WORK TO COMPLETE:
Word for word, restate every line of the listing that follows.

DATA TO PROCESS:
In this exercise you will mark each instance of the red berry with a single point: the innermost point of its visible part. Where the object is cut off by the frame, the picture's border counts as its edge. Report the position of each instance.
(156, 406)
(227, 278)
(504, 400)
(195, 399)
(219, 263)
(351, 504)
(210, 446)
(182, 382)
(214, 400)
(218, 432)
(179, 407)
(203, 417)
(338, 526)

SOLUTION FOR THIS TASK:
In this exercise you will mark each instance of the red berry with a single point: the innermost point of its visible part. Where the object is cut off by the frame, the picture's border counts as its edge. Report the position of each instance.
(156, 406)
(227, 278)
(504, 400)
(195, 399)
(219, 263)
(351, 504)
(210, 446)
(182, 382)
(214, 400)
(218, 432)
(179, 407)
(203, 417)
(338, 526)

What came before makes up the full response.